SET EXERCISE 1.
Pick out each line of the records that contains the word "bison", and copy those lines.

The whole reason we stopped in St. Louis is for me to see the Gateway Arch.  It was completed in 1965 — a few months before I was born — and I have always been fascinated by Eero Saarinen’s work.  I know that taking Kelley 10 hours and 500 miles out of the way was a little selfish. but after all, it is my vacation — and he had a day off.

After a night at his gracious friend’s home and being awoken at 3:00am by a tornadic (not my word — NPR’s) storm, we packed up the van and headed to the Jefferson Expansion Memorial Park.  Kelley is not a fan of heights, so I planned to go to the top alone, and we would both see the highly recommended movie afterwards about the building of the monument.

Walking up to the site is impressive. The 60-story stainless steel form rises from a beautiful park (made prettier my the multicolored autumnal leaves), its gleaming facade glistening in the sun.  Wow.  I am jaded by the monuments throughout Washington, DC.  They are in my backyard, so I do not think of them often.

The ride to the top of the Arch completely fascinated me. Entering very small 5-person capsule (if there were actually 5 people in it, I would have not gone to the top), you see Saarinen’s vision of the future — circles of steel, abstract concrete forms — and an engineering feat that marvels.  The doors to the pod closed and soon I was being transported in a ride that was part elevator, part roller coaster climb and part Ferris wheel.  It was all brilliant — and in 20 trips, I would not see enough through the small window to satisfy my curiosity.

TASK DATA.
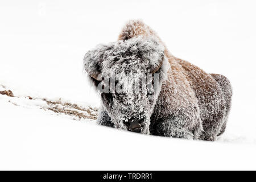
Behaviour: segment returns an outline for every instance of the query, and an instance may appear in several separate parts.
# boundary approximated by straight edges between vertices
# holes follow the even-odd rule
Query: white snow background
[[[1,1],[0,85],[21,98],[0,95],[0,169],[256,169],[255,6],[254,1]],[[155,30],[174,55],[230,80],[232,108],[217,142],[75,121],[25,98],[98,107],[83,57],[115,41],[131,19]]]

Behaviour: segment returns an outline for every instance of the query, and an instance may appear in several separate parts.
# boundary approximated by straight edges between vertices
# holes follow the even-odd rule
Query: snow
[[[0,90],[18,97],[0,95],[0,169],[256,169],[254,1],[0,4]],[[60,98],[98,107],[84,54],[116,40],[133,18],[155,30],[174,55],[230,80],[232,108],[217,142],[141,135],[42,109],[42,98]]]

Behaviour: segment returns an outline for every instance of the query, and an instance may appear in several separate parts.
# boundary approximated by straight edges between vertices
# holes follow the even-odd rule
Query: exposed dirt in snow
[[[3,91],[0,91],[0,94],[2,95],[6,95],[9,97],[13,97],[13,92],[11,90],[3,90]]]
[[[1,85],[3,88],[6,86]],[[9,102],[15,106],[21,106],[17,101],[17,98],[21,100],[27,100],[35,101],[34,105],[40,106],[40,109],[44,110],[50,110],[56,113],[64,114],[71,117],[74,117],[73,119],[77,120],[81,118],[96,119],[98,115],[98,109],[88,106],[87,107],[79,105],[77,104],[72,104],[68,102],[63,102],[61,98],[57,101],[50,100],[46,98],[35,98],[31,96],[20,97],[14,96],[13,92],[10,90],[0,91],[0,94],[6,95],[9,97],[15,97],[15,100],[9,100]],[[41,102],[39,102],[41,101]],[[42,104],[42,102],[45,102],[47,104]]]

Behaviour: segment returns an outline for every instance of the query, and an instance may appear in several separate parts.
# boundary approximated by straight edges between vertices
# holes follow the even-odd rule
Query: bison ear
[[[105,52],[112,49],[113,46],[113,43],[108,45],[100,44],[86,52],[84,57],[84,67],[92,78],[101,81],[98,78],[98,76],[101,72],[102,63],[106,58]]]
[[[164,46],[155,37],[142,38],[139,51],[143,60],[149,61],[150,73],[154,73],[161,67],[164,56]]]

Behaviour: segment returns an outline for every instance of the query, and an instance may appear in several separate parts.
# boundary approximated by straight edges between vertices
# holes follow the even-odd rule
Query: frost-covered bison
[[[206,140],[224,132],[232,96],[229,80],[172,56],[142,21],[129,22],[117,42],[98,45],[84,61],[101,91],[100,125]]]

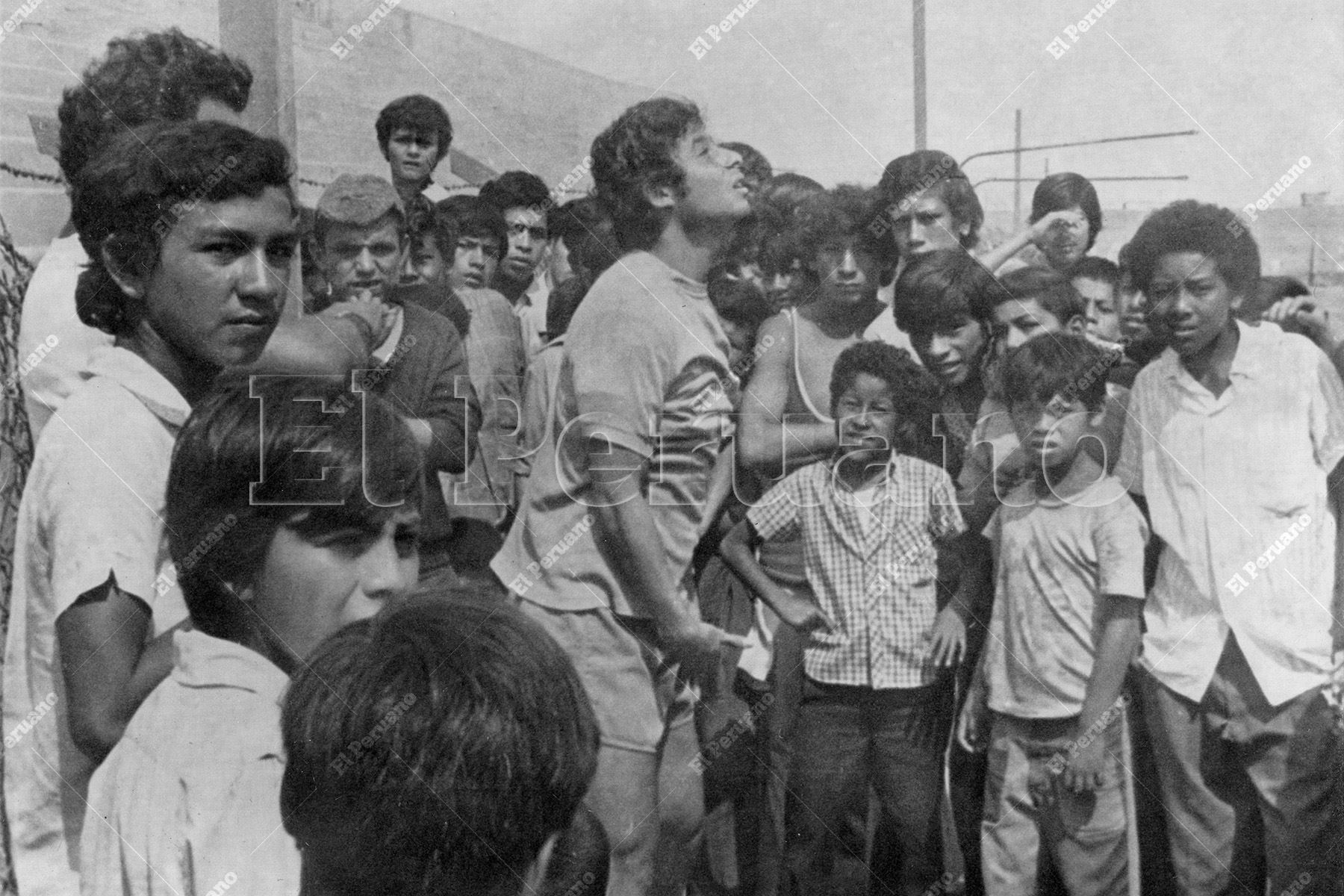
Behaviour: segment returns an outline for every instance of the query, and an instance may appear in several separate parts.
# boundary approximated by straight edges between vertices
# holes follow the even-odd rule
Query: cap
[[[341,175],[317,200],[317,214],[337,224],[371,224],[392,210],[406,218],[396,189],[378,175]]]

SET EXERCISE 2.
According to the Gateway Arch travel account, in what year was the Arch completed?

FULL RESPONSE 1.
Query: bison ear
Query: frost-covered bison

FULL RESPONSE 2.
1965